Menguak Misteri Masalembo hingga Segitiga Bermuda


Naviri Magazine - Sudah sejak lama, Segitiga Bermuda terkenal sebagai tempat yang dianggap misterius, karena banyak pesawat dan kapal-kapal laut yang hilang di sana, lengkap dengan penumpangnya. 

Kenyataan itu dianggap aneh dan misterius, karena umumnya pesawat yang hilang bisa ditemukan, setidaknya puing-puingnya, dan kapal laut yang hilang juga bisa didapatkan bekasnya, misal ada salah satu korban yang selamat.

Terkait Segitiga Bermuda, pesawat dan kapal laut yang hilang di sana semuanya hilang tak berbekas, seolah benda-benda itu lenyap begitu saja. Sementara pihak-pihak lain yang mencoba mencari ke sana juga sering ikut hilang tanpa bekas.

Ternyata, di Indonesia juga ada kawasan misterius semacam itu, yaitu Masalembo. Pada 27 Januari 1981, KMP Tampomas 2 terbakar dan tenggelam di sekitar perairan kepulauan Masalembo. Itu bukan satu-satunya peristiwa kapal terbakar dan tenggelam di sana. Belakangan, pada 1 Januari 2007, pesawat Adam Air juga hilang di dasar perairan. 

Jadi, atas dasar kemiripan dengan Segitiga Bermuda, tidak heran jika perairan Masalembo dijuluki sebagai Segitiga Bermuda-nya Indonesia. Namun, apa penjelasan sains atas kedua misteri tersebut?

Misteri Segitiga Bermuda sudah hadir sejak era Christopher Columbus. Pada tahun 1492, dia mencatat mengenai anomali yang aneh pada kompasnya, ketika melewati daerah tersebut. Sejak masa silam juga diprediksi sudah ada ribuan kapal yang karam di perairan Segitiga Bermuda. 

Salah satu yang populer adalah hilangnya lima pesawat yang dikenal dengan nama Flight 19 pada 5 Desember 1945. Lalu, pesawat yang dikirimkan untuk mencari pesawat Flight 19 juga turut raib bersama 13 kru secara misterius. 

Konpirasi dan mitos pun menyeruak. Dari argumen mengenai alien hingga tentang kerajaan iblis. Nama Segitiga Bermuda sendiri pertama kali muncul pada artikel tentang peristiwa misterius di perairan itu, dalam majalah Argosy pada tahun 1964 yang ditulis oleh Vincent Gaddis.

Ada beberapa penjelasan yang coba menguak misteri ini. 

Human Error

Penjelasan paling sederhana adalah kesalahan manusia sendiri, bukan sebuah anomali. "Kawasan itu ramai dilalui dan sudah menjadi simpang yang ramai sejak bangsa Eropa mulai bereksplorasi," kata ahli sejarah US Naval Historical Foundation, John Reilly, kepada National Geographic.

Hal senada diungkapkan oleh ilmuwan Australia bernama Dr Karl Kruszelnicki. "Jumlah pesawat yang hilang di Segitiga Bermuda sama dengan di manapun di dunia secara persentase," katanya.

### Tujuan
Bisakah Anda mengutip persis bagian artikel tentang Masalembo dan Segitiga Bermuda, mulai dari "Misteri Segitiga Bermuda" sampai dengan "menguak misteri ini."? Entri di bawah ini merupakan bahan terpisah dari artikel.

### Informasi yang Diberikan
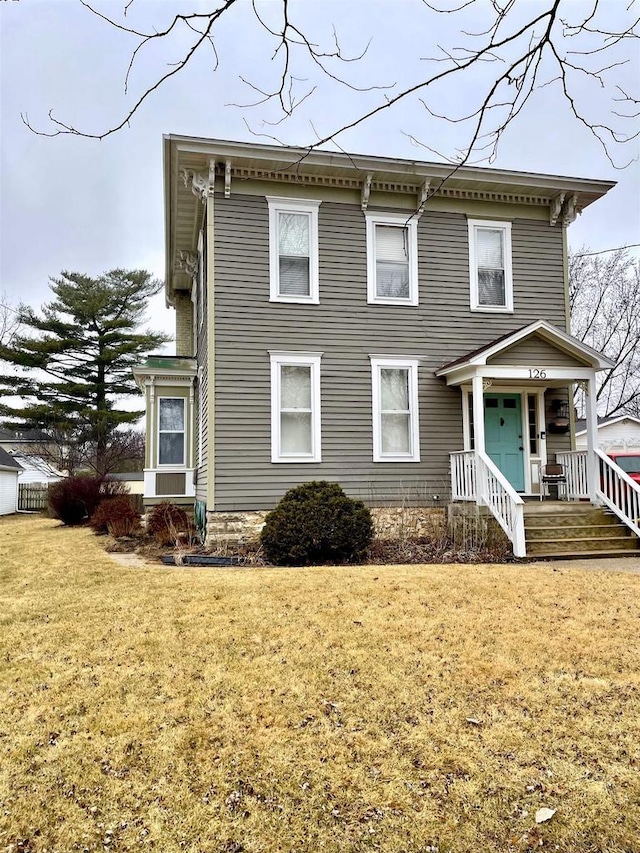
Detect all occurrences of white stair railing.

* * *

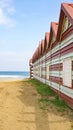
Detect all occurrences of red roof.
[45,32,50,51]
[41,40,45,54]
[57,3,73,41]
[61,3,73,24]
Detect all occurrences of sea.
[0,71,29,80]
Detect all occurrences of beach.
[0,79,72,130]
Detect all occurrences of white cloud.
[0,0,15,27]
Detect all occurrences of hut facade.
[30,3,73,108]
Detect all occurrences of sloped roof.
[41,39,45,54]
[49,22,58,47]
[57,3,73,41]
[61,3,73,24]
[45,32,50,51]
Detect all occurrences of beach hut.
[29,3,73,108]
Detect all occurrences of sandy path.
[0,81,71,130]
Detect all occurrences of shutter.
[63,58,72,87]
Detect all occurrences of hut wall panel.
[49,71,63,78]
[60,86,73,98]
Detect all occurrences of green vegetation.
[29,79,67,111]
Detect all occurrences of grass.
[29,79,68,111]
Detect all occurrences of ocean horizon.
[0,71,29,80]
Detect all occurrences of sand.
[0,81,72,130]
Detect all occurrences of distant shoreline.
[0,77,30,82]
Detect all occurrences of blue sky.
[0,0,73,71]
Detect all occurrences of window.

* * *

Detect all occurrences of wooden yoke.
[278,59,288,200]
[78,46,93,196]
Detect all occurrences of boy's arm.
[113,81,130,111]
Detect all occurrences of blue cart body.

### Hasil Tugas
Misteri Segitiga Bermuda sudah hadir sejak era Christopher Columbus. Pada tahun 1492, dia mencatat mengenai anomali yang aneh pada kompasnya, ketika melewati daerah tersebut. Sejak masa silam juga diprediksi sudah ada ribuan kapal yang karam di perairan Segitiga Bermuda. 

Salah satu yang populer adalah hilangnya lima pesawat yang dikenal dengan nama Flight 19 pada 5 Desember 1945. Lalu, pesawat yang dikirimkan untuk mencari pesawat Flight 19 juga turut raib bersama 13 kru secara misterius. 

Konpirasi dan mitos pun menyeruak. Dari argumen mengenai alien hingga tentang kerajaan iblis. Nama Segitiga Bermuda sendiri pertama kali muncul pada artikel tentang peristiwa misterius di perairan itu, dalam majalah Argosy pada tahun 1964 yang ditulis oleh Vincent Gaddis.

Ada beberapa penjelasan yang coba menguak misteri ini.